以下の素材に含まれる行を、画像を除いて一字一句変えずにすべて抜き出してください。

__画像の形状ラベル付け項目__.

****************

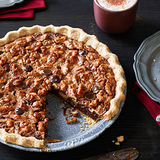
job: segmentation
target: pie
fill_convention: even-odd
[[[0,40],[0,138],[44,147],[48,92],[73,116],[67,123],[77,120],[77,111],[95,122],[111,119],[125,98],[123,74],[117,56],[81,29],[49,25],[7,33]]]

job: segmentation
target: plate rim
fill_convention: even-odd
[[[124,78],[125,78],[125,74],[124,74]],[[126,80],[126,78],[125,78],[125,80]],[[16,148],[19,150],[23,150],[23,151],[30,151],[30,152],[59,152],[59,151],[66,151],[66,150],[74,149],[79,146],[85,145],[86,143],[89,143],[90,141],[99,137],[105,130],[107,130],[111,125],[113,125],[113,123],[119,117],[119,115],[122,111],[122,108],[124,106],[125,100],[126,100],[127,85],[124,89],[124,95],[125,95],[125,99],[123,101],[121,101],[121,103],[120,103],[119,112],[112,119],[110,119],[108,121],[106,121],[106,119],[100,120],[99,122],[96,123],[98,125],[96,128],[94,128],[93,130],[91,130],[89,132],[84,131],[78,137],[73,137],[69,140],[65,140],[65,141],[61,141],[61,142],[47,144],[45,148],[40,148],[40,149],[39,148],[31,148],[31,147],[23,147],[23,146],[19,146],[16,144],[6,143],[1,139],[0,139],[0,142],[2,144],[7,145],[7,146],[10,146],[10,147],[13,147],[13,148]],[[108,122],[109,122],[109,124],[107,124]],[[100,123],[100,124],[98,124],[98,123]],[[89,134],[90,134],[90,136],[87,137]],[[53,149],[50,147],[53,147]],[[46,150],[46,148],[49,148],[49,150]]]
[[[143,79],[141,77],[141,72],[139,69],[139,64],[140,64],[139,59],[141,58],[141,55],[144,53],[146,46],[148,45],[149,42],[151,42],[153,39],[155,39],[157,37],[159,37],[159,39],[160,39],[160,31],[157,31],[156,33],[152,34],[151,36],[149,36],[143,40],[143,42],[139,46],[138,50],[134,54],[133,69],[135,72],[136,80],[137,80],[138,84],[140,85],[140,87],[147,93],[147,95],[152,100],[160,103],[160,97],[157,97],[153,93],[153,91],[148,87],[148,85],[143,81]]]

****************

__課題の出力__.
job: segmentation
target: pie
fill_convention: even-odd
[[[0,40],[0,138],[44,147],[48,92],[73,116],[67,123],[77,120],[77,111],[95,122],[111,119],[125,98],[123,74],[117,56],[81,29],[49,25],[7,33]]]

job: segmentation
target: plate rim
fill_convention: even-odd
[[[124,78],[125,78],[125,74],[124,74]],[[126,80],[126,78],[125,78],[125,80]],[[16,148],[19,150],[23,150],[23,151],[30,151],[30,152],[59,152],[59,151],[66,151],[66,150],[74,149],[79,146],[85,145],[86,143],[89,143],[90,141],[99,137],[105,130],[107,130],[111,125],[113,125],[113,123],[119,117],[119,115],[122,111],[122,108],[124,106],[125,100],[126,100],[127,85],[124,89],[124,95],[125,95],[125,99],[123,101],[121,101],[121,103],[120,103],[119,112],[112,119],[110,119],[108,121],[106,121],[106,119],[100,120],[99,122],[96,123],[98,125],[96,128],[94,128],[93,130],[91,130],[89,132],[84,131],[78,137],[73,137],[69,140],[65,140],[65,141],[61,141],[61,142],[47,144],[45,148],[40,148],[40,149],[39,148],[31,148],[31,147],[23,147],[23,146],[19,146],[16,144],[6,143],[1,139],[0,139],[0,142],[2,144],[7,145],[7,146],[10,146],[10,147],[13,147],[13,148]],[[108,122],[109,122],[109,124],[107,124]],[[100,123],[100,124],[98,124],[98,123]],[[89,134],[90,134],[90,136],[87,137]],[[53,149],[50,147],[53,147]],[[46,150],[46,148],[49,148],[49,150]]]
[[[143,79],[141,77],[141,72],[139,69],[139,64],[140,64],[139,59],[141,58],[141,55],[144,53],[146,46],[148,45],[149,42],[151,42],[153,39],[155,39],[157,37],[159,37],[159,39],[160,39],[160,31],[157,31],[156,33],[152,34],[151,36],[149,36],[143,40],[143,42],[139,46],[138,50],[134,54],[133,69],[135,72],[136,80],[137,80],[138,84],[140,85],[140,87],[147,93],[147,95],[152,100],[160,103],[160,97],[157,97],[153,93],[153,91],[148,87],[148,85],[143,81]]]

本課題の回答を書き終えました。